▸ **PROBLEM 1**:
In the methods text on disease-specific survival below, list every factor that the Cox's proportional hazard regression model controls for when determining the independent effect of SES on DSS.
▸ **PROBLEM 2**:
Write what comes next in the methods text on disease-specific survival, starting after its final sentence.

▸ **PASSAGE FOR REVIEW**:
*** Begin section ***

Primary and Secondary Outcomes
DSS is the primary survival outcome utilized. The SEER registry includes information on the cause of death; therefore, DSS was defined as the time from diagnosis to death from the primary tumor. Patients who died from unknown causes or causes other than NPC were censored in survival analysis. Five-year CDSS was calculated based on DSS estimates.
Secondary outcomes included (1) staging of the primary malignancy at the time of diagnosis; and (2) use of multimodal therapy (any combination of surgery, chemotherapy, and/or radiation).
Statistical Analysis
Kaplan–Meier and log-rank analyses were conducted to examine the effect of SES tertile on DSS. A Cox's proportional hazard regression model, controlling for age, sex, stage, the Yost Index, and treatment (surgery, radiation, and chemotherapy) was utilized to determine the independent effect of SES on DSS. Two models were used. Model 1 does not include the Yost Index and model 2 does. Using the two models helps illustrate the degree to which SES increases or mitigates the effects of factors such as race and ethnicity. Multivariable logistic regression models were then generated to determine the secondary outcomes of stage at time of diagnosis and the use of multimodal therapy.
A simplified Cox's proportional hazard (S(x)) regression model controlling for stage and the Yost Index was used to estimate CDSS. The 5-year CDSS is calculated using the following equation: CS (5 + t | t ) = S (5 + t ) / S( t ), where S is the function for DSS based on the Cox proportional hazard regression model. Conceptually, CDSS is the probability that a patient will live an additional 5 years, given that the patient has already survived t years since diagnosis. To calculate 5-year CDSS for a patient who has already survived four years since diagnosis, the survival rate at 4 + 5 years is divided by the survival rate at 4 years. The final calculation would therefore be S(9)/S(4).
Statistical analysis was conducted in R V4.03.1 (RStudio, PBC). Statistical significance was set at p < 0.05. This study was exempted by the Columbia University IRB committee due to the deidentified nature of the data.

*** End section ***

▸ **DATA LISTING**:
*** Begin section ***

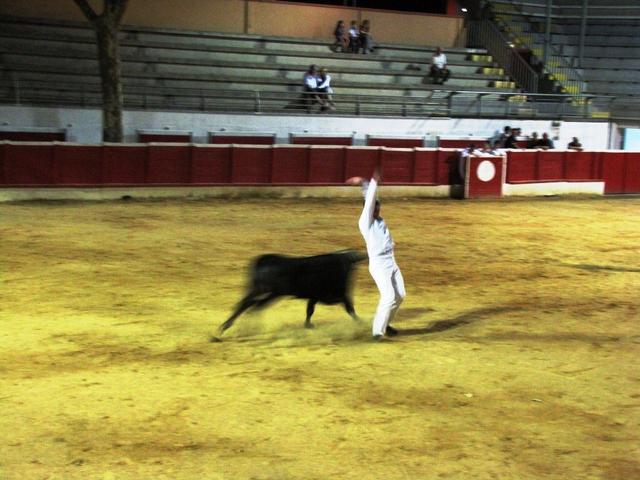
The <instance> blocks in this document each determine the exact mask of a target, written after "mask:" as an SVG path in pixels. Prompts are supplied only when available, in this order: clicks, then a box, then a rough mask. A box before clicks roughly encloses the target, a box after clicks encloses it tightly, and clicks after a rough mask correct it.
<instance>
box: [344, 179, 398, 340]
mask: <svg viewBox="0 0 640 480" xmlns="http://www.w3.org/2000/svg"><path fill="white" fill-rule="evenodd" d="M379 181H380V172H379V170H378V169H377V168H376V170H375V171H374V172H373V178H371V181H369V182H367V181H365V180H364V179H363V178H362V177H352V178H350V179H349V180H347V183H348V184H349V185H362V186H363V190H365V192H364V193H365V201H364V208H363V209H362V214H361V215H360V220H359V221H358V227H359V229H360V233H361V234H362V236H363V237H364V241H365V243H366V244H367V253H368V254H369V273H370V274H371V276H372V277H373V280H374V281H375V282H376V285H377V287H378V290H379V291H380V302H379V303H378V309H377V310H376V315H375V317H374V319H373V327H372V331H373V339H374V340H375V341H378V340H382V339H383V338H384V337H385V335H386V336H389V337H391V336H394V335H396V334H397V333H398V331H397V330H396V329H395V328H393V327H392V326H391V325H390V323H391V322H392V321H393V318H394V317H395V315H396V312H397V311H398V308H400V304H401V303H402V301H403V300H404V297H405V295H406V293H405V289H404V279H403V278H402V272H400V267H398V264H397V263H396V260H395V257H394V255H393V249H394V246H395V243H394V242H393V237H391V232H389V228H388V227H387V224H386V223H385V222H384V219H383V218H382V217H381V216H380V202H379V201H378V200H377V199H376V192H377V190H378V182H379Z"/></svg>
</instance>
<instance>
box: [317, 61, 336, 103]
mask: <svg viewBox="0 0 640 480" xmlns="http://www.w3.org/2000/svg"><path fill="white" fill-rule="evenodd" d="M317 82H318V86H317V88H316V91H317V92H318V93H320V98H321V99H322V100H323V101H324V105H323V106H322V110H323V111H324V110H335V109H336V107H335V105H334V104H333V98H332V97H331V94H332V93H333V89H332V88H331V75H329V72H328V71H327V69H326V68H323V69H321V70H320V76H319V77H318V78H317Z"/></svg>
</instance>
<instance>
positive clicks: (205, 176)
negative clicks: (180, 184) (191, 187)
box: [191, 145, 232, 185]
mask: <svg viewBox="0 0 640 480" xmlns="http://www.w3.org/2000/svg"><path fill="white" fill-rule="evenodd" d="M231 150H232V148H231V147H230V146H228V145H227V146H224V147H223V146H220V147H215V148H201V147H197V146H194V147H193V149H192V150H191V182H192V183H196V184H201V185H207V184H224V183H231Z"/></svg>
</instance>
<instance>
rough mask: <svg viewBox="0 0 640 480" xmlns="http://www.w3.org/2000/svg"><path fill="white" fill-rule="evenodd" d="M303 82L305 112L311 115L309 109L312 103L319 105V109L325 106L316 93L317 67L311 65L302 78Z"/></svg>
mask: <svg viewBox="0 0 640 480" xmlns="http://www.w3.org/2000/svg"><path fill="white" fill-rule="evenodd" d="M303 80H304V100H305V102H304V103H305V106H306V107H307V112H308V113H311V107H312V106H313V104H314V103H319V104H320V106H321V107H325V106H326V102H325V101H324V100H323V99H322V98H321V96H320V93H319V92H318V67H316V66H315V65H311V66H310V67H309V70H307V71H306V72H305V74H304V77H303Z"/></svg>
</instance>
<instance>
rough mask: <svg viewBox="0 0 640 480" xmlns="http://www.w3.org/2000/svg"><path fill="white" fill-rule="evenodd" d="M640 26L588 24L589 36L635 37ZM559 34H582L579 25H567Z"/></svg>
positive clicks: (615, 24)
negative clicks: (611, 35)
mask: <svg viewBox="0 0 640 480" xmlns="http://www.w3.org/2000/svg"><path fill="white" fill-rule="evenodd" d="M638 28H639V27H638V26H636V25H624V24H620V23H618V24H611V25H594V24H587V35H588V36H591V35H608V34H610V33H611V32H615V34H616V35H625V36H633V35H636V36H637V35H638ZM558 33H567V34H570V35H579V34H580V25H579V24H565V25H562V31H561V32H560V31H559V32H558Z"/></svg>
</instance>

*** End section ***

▸ **RESPONSE 1**:
Age, sex, stage, the Yost Index, and treatment (surgery, radiation, and chemotherapy).

▸ **RESPONSE 2**:
Results
We analyzed data from 5,632 patients from the SEER registry. Demographics and outcomes of these patients are presented in Table 1 , stratified by the Yost Index. White was the most common race (2,707, 48%) and most patients were male (3,967, 70%). Patients were roughly balanced across the SES Yost tertile as follows: first tertile, 1,935 (34%); second tertile, 1,998 (35%); and third tertile, 1,699 (30%). A total of 1,567 (28%) patients died from their primary NPC during the follow-up period. DSS was lowest for the first Yost tertile, the lowest SES, at 68%.
Table 1. Patient demographics and mortality stratified by the SES tertiles (the Yost Index).
Characteristic | First tertile ( n = 1,935) | Second tertile ( n = 1,998) | Third tertile ( n = 1,699_ | p -Value a |
---|---|---|---|---|
Age categories (y) | 0.021 | |||
< 45 | 462 (24%) | 386 (19%) | 365 (21%) | |
45–59 | 748 (39%) | 776 (39%) | 673 (40%) | |
60–79 | 635 (33%) | 727 (36%) | 573 (34%) | |
80+ | 90 (4.7%) | 109 (5.5%) | 88 (5.2%) | |
Race | <0.001 | |||
White | 826 (43%) | 1,015 (51%) | 866 (51%) | |
Black | 396 (20%) | 198 (9.9%) | 85 (5.0%) | |
Asian/Pacific Islander | 691 (36%) | 763 (38%) | 726 (43%) | |
Alaskan Native/Native American | 10 (0.5%) | 4 (0.2%) | 10 (0.6%) | |
Other | 12 (0.6%) | 18 (0.9%) | 12 (0.7%) | |
Hispanic ethnicity | <0.001 | |||
Non-Hispanic | 1,721 (89%) | 1,844 (92%) | 1,626 (96%) | |
Hispanic | 214 (11%) | 154 (7.7%) | 73 (4.3%) | |
Sex | 0.563 | |||
Female | 584 (30%) | 595 (30%) | 486 (29%) | |
Male | 1,351 (70%) | 1,403 (70%) | 1,213 (71%) | |
Mortality | <0.001 | |||
Censored | 1,315 (68%) | 1,439 (72%) | 1,311 (77%) | |
NPC | 620 (32%) | 559 (28%) | 388 (23%) |
Abbreviations: NPC, nasopharyngeal carcinoma; SES, socioeconomic status.
Statistical tests performed: Chi-square test of independence.
Note: Figures in bold indicate statistical significance p < 0.05.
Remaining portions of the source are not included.